— START INPUT RECORDS —
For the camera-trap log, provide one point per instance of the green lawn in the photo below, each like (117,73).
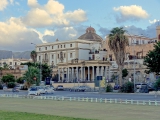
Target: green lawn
(100,111)
(7,115)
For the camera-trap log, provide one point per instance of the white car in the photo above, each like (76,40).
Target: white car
(34,91)
(49,90)
(5,88)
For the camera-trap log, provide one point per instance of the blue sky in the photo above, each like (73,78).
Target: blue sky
(37,21)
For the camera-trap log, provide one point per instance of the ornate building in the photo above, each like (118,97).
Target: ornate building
(80,60)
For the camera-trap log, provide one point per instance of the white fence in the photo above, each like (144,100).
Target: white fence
(93,100)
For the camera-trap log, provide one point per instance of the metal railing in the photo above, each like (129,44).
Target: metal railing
(93,100)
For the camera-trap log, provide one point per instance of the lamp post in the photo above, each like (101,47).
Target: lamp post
(40,70)
(134,60)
— END INPUT RECORDS —
● WHAT THE TASK REQUIRES:
Give every line of the entries above as a JSON list of strings, one string per line, with blank lines omitted and the pictures left out.

● ANSWER TO THE TASK:
[
  "For the camera-trap log, provide one point per instance of the green lawn in the photo below, each like (117,73).",
  "Target: green lawn",
  "(100,111)",
  "(7,115)",
  "For the camera-trap log, provide one point per instance of the white car in the photo above, each like (76,40).",
  "Target: white car",
  "(34,91)",
  "(49,90)",
  "(5,88)",
  "For the camera-trap log, provide one point per instance of the blue sky in the photo above, each like (73,78).",
  "Target: blue sky",
  "(37,21)",
  "For the camera-trap log, provide one point per instance of the ornate building in the photo above, each like (118,97).",
  "Target: ornate building",
  "(80,60)",
  "For the camera-trap log, provide one point per instance of the white fence in the photo above, each like (144,100).",
  "Target: white fence",
  "(93,100)",
  "For the camera-trap log, provide one point per instance of the metal railing in the photo above, each like (129,44).",
  "Target: metal railing",
  "(93,100)",
  "For the camera-trap log, provide one point per instance of the lamp post in the photo above, each like (101,47).",
  "Target: lamp post",
  "(40,70)",
  "(134,60)"
]